* begin *
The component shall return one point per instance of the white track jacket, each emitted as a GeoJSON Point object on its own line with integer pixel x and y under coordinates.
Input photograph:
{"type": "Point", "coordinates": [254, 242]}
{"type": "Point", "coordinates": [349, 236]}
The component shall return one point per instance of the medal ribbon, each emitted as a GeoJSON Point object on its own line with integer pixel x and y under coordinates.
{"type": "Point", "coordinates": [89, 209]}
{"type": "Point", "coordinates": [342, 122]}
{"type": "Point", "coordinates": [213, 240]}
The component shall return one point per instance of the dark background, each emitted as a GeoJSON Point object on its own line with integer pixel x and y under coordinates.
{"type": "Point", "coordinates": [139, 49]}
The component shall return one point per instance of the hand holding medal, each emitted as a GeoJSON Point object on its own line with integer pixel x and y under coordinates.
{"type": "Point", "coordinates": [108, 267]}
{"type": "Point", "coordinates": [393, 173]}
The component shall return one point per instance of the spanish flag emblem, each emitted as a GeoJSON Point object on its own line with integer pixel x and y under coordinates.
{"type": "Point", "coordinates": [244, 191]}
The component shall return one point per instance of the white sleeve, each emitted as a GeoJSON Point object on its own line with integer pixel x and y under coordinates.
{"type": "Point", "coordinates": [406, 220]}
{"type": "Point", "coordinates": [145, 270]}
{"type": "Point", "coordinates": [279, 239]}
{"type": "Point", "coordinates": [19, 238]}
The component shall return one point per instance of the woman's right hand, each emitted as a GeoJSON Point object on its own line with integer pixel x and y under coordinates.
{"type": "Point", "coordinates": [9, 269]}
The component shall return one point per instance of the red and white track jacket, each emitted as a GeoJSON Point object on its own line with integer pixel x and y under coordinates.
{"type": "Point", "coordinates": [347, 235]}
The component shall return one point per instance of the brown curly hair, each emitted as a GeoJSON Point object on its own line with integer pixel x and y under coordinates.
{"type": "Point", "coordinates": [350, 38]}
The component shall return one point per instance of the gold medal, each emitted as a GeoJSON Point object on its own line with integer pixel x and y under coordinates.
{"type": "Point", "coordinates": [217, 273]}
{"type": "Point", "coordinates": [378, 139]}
* end *
Write out the records above again, keeping each one identical to the original.

▶ WRITTEN SOLUTION
The component shall return one point per instance of the white track jacket, each emitted as a GeoJSON Point object on its own line with integer pixel x and y under coordinates.
Input photograph:
{"type": "Point", "coordinates": [254, 242]}
{"type": "Point", "coordinates": [349, 236]}
The component shall return one point per instance of the medal ribbon, each emitted as a GeoJSON Point object on its own line with integer pixel x and y under coordinates.
{"type": "Point", "coordinates": [89, 209]}
{"type": "Point", "coordinates": [342, 122]}
{"type": "Point", "coordinates": [213, 240]}
The component shall return one point per instance of the dark background, each emitted as a GeoJSON Point object on its own line with integer pixel x and y under coordinates.
{"type": "Point", "coordinates": [139, 49]}
The component shall return one point per instance of the hand holding medal, each emitted as a GeoJSON Point object on its own line with integer pixel x and y under coordinates.
{"type": "Point", "coordinates": [108, 267]}
{"type": "Point", "coordinates": [393, 173]}
The component shall return one point per instance of the spanish flag emblem, each emitted as a GeoJSON Point object on its own line with integer pixel x and y under coordinates.
{"type": "Point", "coordinates": [244, 191]}
The component shall return one point per instance of the white sleeve, each emitted as a GeoJSON Point object on its own line with integer pixel x and y under coordinates.
{"type": "Point", "coordinates": [406, 220]}
{"type": "Point", "coordinates": [145, 270]}
{"type": "Point", "coordinates": [279, 239]}
{"type": "Point", "coordinates": [19, 238]}
The component shall return one point per instance of the woman's right hand, each emitted as a GeoJSON Point object on its own line with integer pixel x and y under coordinates.
{"type": "Point", "coordinates": [9, 269]}
The component shall return one point per instance of the red and white track jacket, each emitted as a GeoJSON Point object on its own line with integer pixel x and y under coordinates.
{"type": "Point", "coordinates": [347, 235]}
The component shall return one point per instance of the brown curly hair, each emitted as a GeoJSON Point object on its own line with integer pixel x and y under coordinates.
{"type": "Point", "coordinates": [350, 38]}
The component shall return one point per instance of the gold medal, each emitted as a GeoJSON Point object on its own line with integer pixel x and y under coordinates.
{"type": "Point", "coordinates": [217, 273]}
{"type": "Point", "coordinates": [378, 139]}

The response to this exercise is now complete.